[Start of section]

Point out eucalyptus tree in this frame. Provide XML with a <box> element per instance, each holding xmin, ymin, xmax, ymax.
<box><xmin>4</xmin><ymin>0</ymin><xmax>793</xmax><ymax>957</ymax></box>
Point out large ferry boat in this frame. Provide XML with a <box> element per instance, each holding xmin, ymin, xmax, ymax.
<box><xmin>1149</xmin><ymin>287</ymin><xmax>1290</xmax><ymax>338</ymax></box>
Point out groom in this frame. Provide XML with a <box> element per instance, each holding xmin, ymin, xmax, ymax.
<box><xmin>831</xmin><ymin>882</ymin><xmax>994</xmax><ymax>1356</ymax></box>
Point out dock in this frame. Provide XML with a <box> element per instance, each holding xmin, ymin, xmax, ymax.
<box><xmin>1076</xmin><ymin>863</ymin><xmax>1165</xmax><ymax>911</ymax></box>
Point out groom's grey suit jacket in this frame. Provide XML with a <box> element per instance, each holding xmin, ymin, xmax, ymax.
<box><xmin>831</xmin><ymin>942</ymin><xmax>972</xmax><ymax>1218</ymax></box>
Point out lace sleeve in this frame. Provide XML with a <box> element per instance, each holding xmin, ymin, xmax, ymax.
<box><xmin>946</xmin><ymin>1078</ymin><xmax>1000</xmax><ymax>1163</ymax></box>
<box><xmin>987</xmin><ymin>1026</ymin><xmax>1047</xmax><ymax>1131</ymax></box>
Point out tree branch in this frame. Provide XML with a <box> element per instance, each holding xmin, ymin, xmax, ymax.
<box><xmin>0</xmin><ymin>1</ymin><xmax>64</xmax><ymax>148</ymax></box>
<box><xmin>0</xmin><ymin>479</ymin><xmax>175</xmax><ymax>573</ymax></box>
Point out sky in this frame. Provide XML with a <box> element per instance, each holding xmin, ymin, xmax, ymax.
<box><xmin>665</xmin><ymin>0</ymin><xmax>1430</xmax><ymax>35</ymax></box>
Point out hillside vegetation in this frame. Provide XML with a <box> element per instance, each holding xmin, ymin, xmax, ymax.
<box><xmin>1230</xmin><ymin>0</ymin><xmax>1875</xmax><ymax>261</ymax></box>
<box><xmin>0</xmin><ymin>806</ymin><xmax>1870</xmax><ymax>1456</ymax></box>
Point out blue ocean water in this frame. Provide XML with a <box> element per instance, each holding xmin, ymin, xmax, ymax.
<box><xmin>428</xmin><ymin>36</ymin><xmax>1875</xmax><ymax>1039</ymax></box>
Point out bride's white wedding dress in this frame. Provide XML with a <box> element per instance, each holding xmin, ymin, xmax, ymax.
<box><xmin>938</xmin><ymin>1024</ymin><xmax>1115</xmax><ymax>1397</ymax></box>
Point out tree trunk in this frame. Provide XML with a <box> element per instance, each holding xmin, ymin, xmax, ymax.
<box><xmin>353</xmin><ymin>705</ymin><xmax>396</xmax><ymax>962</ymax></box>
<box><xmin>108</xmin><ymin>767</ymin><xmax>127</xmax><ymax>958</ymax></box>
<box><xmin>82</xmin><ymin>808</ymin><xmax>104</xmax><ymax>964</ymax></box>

[End of section]

Output nothing but the lines from the one containing "Point out dock" to the end of the listing, both of those included, exactly as given.

Response area =>
Point out dock in this frame. Provide XML with a <box> element per instance, each holding xmin, ymin, xmax, ymax.
<box><xmin>1076</xmin><ymin>863</ymin><xmax>1165</xmax><ymax>911</ymax></box>
Point out groom's grey suit jacket in this frame. Provide XML with a <box> element per instance, each holding xmin, ymin, xmax, ymax.
<box><xmin>831</xmin><ymin>942</ymin><xmax>972</xmax><ymax>1218</ymax></box>
Point out lace sleeve in this frame. Provide XML with a <box> element per instance, each holding xmin, ymin, xmax, ymax.
<box><xmin>946</xmin><ymin>1078</ymin><xmax>1000</xmax><ymax>1163</ymax></box>
<box><xmin>987</xmin><ymin>1026</ymin><xmax>1047</xmax><ymax>1131</ymax></box>
Point out tree branch in this frame. Provide XML with a <box> element per instance, each holding xmin, ymin, xmax, ymax.
<box><xmin>0</xmin><ymin>1</ymin><xmax>64</xmax><ymax>148</ymax></box>
<box><xmin>0</xmin><ymin>479</ymin><xmax>175</xmax><ymax>573</ymax></box>
Point out sky in this frame. Provide XML with a <box> element per instance, each holding xmin, ymin, xmax, ymax.
<box><xmin>665</xmin><ymin>0</ymin><xmax>1430</xmax><ymax>35</ymax></box>
Point out hillside vegetation in this frame. Provide XML with a <box> element per instance, each holding xmin, ymin, xmax, ymax.
<box><xmin>1230</xmin><ymin>0</ymin><xmax>1875</xmax><ymax>261</ymax></box>
<box><xmin>0</xmin><ymin>806</ymin><xmax>1870</xmax><ymax>1456</ymax></box>
Point out blue ocean water in this frame. Provide XML with a <box> element per instance, each holding xmin, ymin, xmax, ymax.
<box><xmin>428</xmin><ymin>36</ymin><xmax>1875</xmax><ymax>1039</ymax></box>
Point out bride's white wedding dress in this frame. Provide XML with a <box> element per instance, each holding xmin, ymin, xmax, ymax.
<box><xmin>938</xmin><ymin>1024</ymin><xmax>1115</xmax><ymax>1397</ymax></box>
Point out tree trunk in this frame. Provide XML with a <box> element per instance, each holding xmin, ymin, xmax, ymax.
<box><xmin>353</xmin><ymin>705</ymin><xmax>396</xmax><ymax>962</ymax></box>
<box><xmin>108</xmin><ymin>767</ymin><xmax>127</xmax><ymax>958</ymax></box>
<box><xmin>82</xmin><ymin>808</ymin><xmax>104</xmax><ymax>964</ymax></box>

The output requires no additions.